──────── Material ────────
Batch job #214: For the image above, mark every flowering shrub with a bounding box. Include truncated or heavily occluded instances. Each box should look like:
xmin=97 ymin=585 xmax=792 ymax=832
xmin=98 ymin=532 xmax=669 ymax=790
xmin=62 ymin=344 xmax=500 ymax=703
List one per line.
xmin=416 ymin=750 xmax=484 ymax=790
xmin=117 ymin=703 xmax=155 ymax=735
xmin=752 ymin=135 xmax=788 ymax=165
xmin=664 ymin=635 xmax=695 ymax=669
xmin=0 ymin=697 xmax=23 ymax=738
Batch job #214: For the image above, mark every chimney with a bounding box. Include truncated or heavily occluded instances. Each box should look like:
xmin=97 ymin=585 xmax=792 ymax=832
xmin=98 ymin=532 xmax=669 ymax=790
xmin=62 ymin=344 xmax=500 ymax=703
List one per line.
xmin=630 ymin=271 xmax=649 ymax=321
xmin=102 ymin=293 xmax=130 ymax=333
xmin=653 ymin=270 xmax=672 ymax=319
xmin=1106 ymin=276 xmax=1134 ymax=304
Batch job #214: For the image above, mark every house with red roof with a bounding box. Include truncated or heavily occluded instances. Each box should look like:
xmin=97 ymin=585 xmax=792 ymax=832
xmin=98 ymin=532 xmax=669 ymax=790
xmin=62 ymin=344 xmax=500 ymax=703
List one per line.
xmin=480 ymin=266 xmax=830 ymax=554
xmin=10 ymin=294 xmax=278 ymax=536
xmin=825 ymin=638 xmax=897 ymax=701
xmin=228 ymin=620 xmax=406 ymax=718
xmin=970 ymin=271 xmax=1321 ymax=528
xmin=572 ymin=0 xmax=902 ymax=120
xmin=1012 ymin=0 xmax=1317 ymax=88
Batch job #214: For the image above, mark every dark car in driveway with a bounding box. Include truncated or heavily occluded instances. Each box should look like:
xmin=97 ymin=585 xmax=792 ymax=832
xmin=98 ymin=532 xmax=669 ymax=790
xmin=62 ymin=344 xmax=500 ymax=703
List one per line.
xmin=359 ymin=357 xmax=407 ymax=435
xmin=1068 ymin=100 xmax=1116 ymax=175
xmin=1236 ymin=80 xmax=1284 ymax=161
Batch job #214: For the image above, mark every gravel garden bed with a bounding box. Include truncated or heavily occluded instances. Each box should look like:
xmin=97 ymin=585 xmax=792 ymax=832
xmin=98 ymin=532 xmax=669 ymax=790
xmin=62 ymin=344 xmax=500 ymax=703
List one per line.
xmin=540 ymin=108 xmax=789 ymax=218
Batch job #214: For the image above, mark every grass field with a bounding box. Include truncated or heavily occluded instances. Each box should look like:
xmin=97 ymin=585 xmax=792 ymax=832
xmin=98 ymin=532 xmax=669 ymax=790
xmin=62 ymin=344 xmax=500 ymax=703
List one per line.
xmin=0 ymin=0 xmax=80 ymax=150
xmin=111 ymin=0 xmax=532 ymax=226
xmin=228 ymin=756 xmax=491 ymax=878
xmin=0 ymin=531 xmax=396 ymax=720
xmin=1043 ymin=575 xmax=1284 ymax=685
────────
Please set down the lines of the data above without any changes, beginning at the line that contains "Batch job #214: For the image above, mark every house" and stopping after the line that contains "xmin=1236 ymin=80 xmax=1284 ymax=161".

Reply —
Batch job #214: For the image above, mark every house with red roof with a bounding box. Include truncated or heavily occluded instances. Each box should look like:
xmin=97 ymin=585 xmax=792 ymax=832
xmin=98 ymin=532 xmax=669 ymax=790
xmin=62 ymin=344 xmax=500 ymax=703
List one per line.
xmin=480 ymin=266 xmax=830 ymax=554
xmin=10 ymin=294 xmax=278 ymax=536
xmin=825 ymin=638 xmax=897 ymax=701
xmin=228 ymin=620 xmax=406 ymax=718
xmin=970 ymin=271 xmax=1321 ymax=528
xmin=572 ymin=0 xmax=902 ymax=120
xmin=1012 ymin=0 xmax=1317 ymax=88
Batch job #214: For the image above, mark every dark car in driveway with a bounding box. Include truncated or heavily occluded instances. Each box should look like:
xmin=97 ymin=585 xmax=792 ymax=832
xmin=98 ymin=532 xmax=669 ymax=790
xmin=62 ymin=344 xmax=500 ymax=703
List one per line.
xmin=359 ymin=357 xmax=407 ymax=435
xmin=1068 ymin=100 xmax=1116 ymax=175
xmin=1236 ymin=80 xmax=1284 ymax=161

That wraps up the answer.